* [ПИСЬМЕННОЕ ЗАДАНИЕ] Представьте все записи ниже в виде JSON-списка строк, по одной строке списка на каждую строку записей. Пустые строки пропустите, изображения в ответ не включайте.
**** ИСХОДНЫЕ ДАННЫЕ
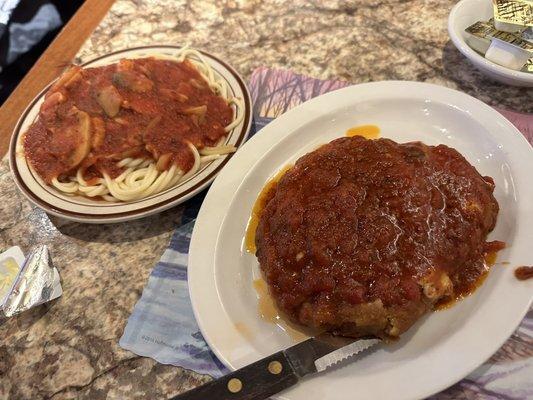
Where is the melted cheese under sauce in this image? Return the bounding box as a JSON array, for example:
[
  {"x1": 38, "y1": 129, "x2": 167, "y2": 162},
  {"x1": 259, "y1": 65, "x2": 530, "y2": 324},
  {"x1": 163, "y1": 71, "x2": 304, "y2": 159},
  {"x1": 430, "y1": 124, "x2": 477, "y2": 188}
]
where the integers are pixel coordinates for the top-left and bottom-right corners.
[
  {"x1": 346, "y1": 125, "x2": 381, "y2": 139},
  {"x1": 433, "y1": 251, "x2": 498, "y2": 311},
  {"x1": 254, "y1": 278, "x2": 310, "y2": 341}
]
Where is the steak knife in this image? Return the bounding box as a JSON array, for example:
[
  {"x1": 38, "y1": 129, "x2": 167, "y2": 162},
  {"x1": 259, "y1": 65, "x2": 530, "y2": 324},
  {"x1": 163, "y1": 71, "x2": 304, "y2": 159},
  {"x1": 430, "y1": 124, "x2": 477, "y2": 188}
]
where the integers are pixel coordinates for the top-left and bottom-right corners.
[{"x1": 172, "y1": 334, "x2": 380, "y2": 400}]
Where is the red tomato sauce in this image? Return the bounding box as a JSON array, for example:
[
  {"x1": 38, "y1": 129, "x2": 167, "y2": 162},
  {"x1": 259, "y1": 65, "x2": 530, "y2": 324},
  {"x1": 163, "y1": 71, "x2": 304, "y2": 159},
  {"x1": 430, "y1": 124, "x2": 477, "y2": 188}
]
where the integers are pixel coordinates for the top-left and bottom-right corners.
[{"x1": 24, "y1": 58, "x2": 233, "y2": 183}]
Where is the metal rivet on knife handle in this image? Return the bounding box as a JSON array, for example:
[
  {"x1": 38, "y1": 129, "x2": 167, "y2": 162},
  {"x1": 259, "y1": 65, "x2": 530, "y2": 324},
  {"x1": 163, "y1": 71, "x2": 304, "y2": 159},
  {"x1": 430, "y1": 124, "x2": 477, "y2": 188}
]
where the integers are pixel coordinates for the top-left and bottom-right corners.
[
  {"x1": 268, "y1": 361, "x2": 283, "y2": 375},
  {"x1": 228, "y1": 378, "x2": 242, "y2": 393}
]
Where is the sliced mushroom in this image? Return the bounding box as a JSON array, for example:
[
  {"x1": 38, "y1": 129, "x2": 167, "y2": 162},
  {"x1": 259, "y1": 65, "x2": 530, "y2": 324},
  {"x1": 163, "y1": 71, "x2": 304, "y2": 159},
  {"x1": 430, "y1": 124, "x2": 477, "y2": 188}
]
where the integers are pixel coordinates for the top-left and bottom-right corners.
[
  {"x1": 64, "y1": 107, "x2": 91, "y2": 169},
  {"x1": 50, "y1": 65, "x2": 81, "y2": 92},
  {"x1": 40, "y1": 92, "x2": 66, "y2": 118},
  {"x1": 189, "y1": 78, "x2": 206, "y2": 89},
  {"x1": 96, "y1": 85, "x2": 123, "y2": 117},
  {"x1": 113, "y1": 69, "x2": 154, "y2": 93},
  {"x1": 181, "y1": 104, "x2": 207, "y2": 115},
  {"x1": 91, "y1": 117, "x2": 105, "y2": 149}
]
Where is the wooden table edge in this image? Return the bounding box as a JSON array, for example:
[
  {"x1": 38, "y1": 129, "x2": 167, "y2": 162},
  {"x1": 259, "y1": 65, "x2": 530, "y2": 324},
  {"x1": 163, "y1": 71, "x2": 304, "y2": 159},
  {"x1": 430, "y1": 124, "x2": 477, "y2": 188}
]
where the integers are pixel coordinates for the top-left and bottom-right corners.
[{"x1": 0, "y1": 0, "x2": 115, "y2": 158}]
********
* [ОТВЕТ НА ЗАДАНИЕ]
[
  "Where is the melted cheese under sauce in this image? Return the bounding box as a JSON array, for example:",
  "[",
  "  {\"x1\": 38, \"y1\": 129, \"x2\": 167, \"y2\": 162},",
  "  {\"x1\": 259, \"y1\": 65, \"x2\": 530, \"y2\": 324},",
  "  {\"x1\": 163, \"y1\": 71, \"x2\": 304, \"y2\": 159},",
  "  {\"x1\": 430, \"y1\": 124, \"x2\": 477, \"y2\": 188}",
  "]",
  "where the integers are pixel coordinates for the top-left and bottom-right corners.",
  "[",
  "  {\"x1\": 346, \"y1\": 125, \"x2\": 381, \"y2\": 139},",
  "  {\"x1\": 433, \"y1\": 251, \"x2\": 498, \"y2\": 311},",
  "  {\"x1\": 254, \"y1\": 278, \"x2\": 310, \"y2\": 341}",
  "]",
  "Where is the steak knife in this image? Return the bounding box as a JSON array, for example:",
  "[",
  "  {\"x1\": 38, \"y1\": 129, \"x2\": 167, \"y2\": 162},",
  "  {\"x1\": 259, \"y1\": 65, \"x2\": 530, \"y2\": 324},",
  "  {\"x1\": 163, \"y1\": 71, \"x2\": 304, \"y2\": 159},",
  "  {\"x1\": 430, \"y1\": 124, \"x2\": 477, \"y2\": 188}",
  "]",
  "where the integers are pixel coordinates for the top-left and bottom-right corners.",
  "[{\"x1\": 172, \"y1\": 334, \"x2\": 380, \"y2\": 400}]",
  "Where is the red tomato sauce in this image? Return the bounding box as a JSON array, for example:",
  "[",
  "  {\"x1\": 38, \"y1\": 129, \"x2\": 167, \"y2\": 162},",
  "  {\"x1\": 259, \"y1\": 65, \"x2\": 530, \"y2\": 324},",
  "  {\"x1\": 163, \"y1\": 71, \"x2\": 304, \"y2\": 159},",
  "  {\"x1\": 430, \"y1\": 124, \"x2\": 477, \"y2\": 188}",
  "]",
  "where the integers are pixel coordinates for the top-left and bottom-right corners.",
  "[{\"x1\": 24, \"y1\": 58, \"x2\": 233, \"y2\": 183}]",
  "Where is the metal rivet on knife handle in this image? Return the bounding box as a JSON array, for example:",
  "[",
  "  {\"x1\": 38, \"y1\": 129, \"x2\": 167, \"y2\": 162},",
  "  {\"x1\": 259, \"y1\": 65, \"x2\": 530, \"y2\": 324},",
  "  {\"x1\": 163, \"y1\": 71, \"x2\": 304, \"y2\": 159},",
  "  {\"x1\": 430, \"y1\": 124, \"x2\": 477, \"y2\": 188}",
  "]",
  "where the integers are pixel coordinates for the top-left and bottom-right corners.",
  "[",
  "  {\"x1\": 268, \"y1\": 361, \"x2\": 283, \"y2\": 375},",
  "  {\"x1\": 228, \"y1\": 378, \"x2\": 242, \"y2\": 393}",
  "]",
  "Where is the sliced mushroom in this image? Return the bounding box as a JSON array, for example:",
  "[",
  "  {\"x1\": 38, \"y1\": 129, \"x2\": 167, \"y2\": 162},",
  "  {\"x1\": 259, \"y1\": 65, \"x2\": 530, \"y2\": 324},",
  "  {\"x1\": 163, \"y1\": 71, \"x2\": 304, \"y2\": 159},",
  "  {\"x1\": 430, \"y1\": 124, \"x2\": 477, \"y2\": 188}",
  "]",
  "where the integers are pixel coordinates for the top-left and bottom-right corners.",
  "[",
  "  {\"x1\": 64, \"y1\": 107, \"x2\": 91, \"y2\": 169},",
  "  {\"x1\": 50, \"y1\": 65, \"x2\": 81, \"y2\": 92},",
  "  {\"x1\": 40, \"y1\": 92, \"x2\": 66, \"y2\": 118},",
  "  {\"x1\": 189, \"y1\": 78, \"x2\": 206, \"y2\": 89},",
  "  {\"x1\": 96, \"y1\": 85, \"x2\": 123, \"y2\": 117},",
  "  {\"x1\": 113, \"y1\": 69, \"x2\": 154, \"y2\": 93},",
  "  {\"x1\": 181, \"y1\": 104, \"x2\": 207, \"y2\": 115},",
  "  {\"x1\": 91, \"y1\": 117, \"x2\": 105, \"y2\": 149}",
  "]",
  "Where is the wooden table edge in this image? Return the bounding box as a JSON array, for example:",
  "[",
  "  {\"x1\": 38, \"y1\": 129, \"x2\": 167, \"y2\": 162},",
  "  {\"x1\": 259, \"y1\": 65, \"x2\": 530, \"y2\": 324},",
  "  {\"x1\": 163, \"y1\": 71, \"x2\": 304, \"y2\": 159},",
  "  {\"x1\": 430, \"y1\": 124, \"x2\": 477, \"y2\": 188}",
  "]",
  "where the integers are pixel coordinates for the top-left and bottom-right corners.",
  "[{\"x1\": 0, \"y1\": 0, \"x2\": 115, \"y2\": 158}]"
]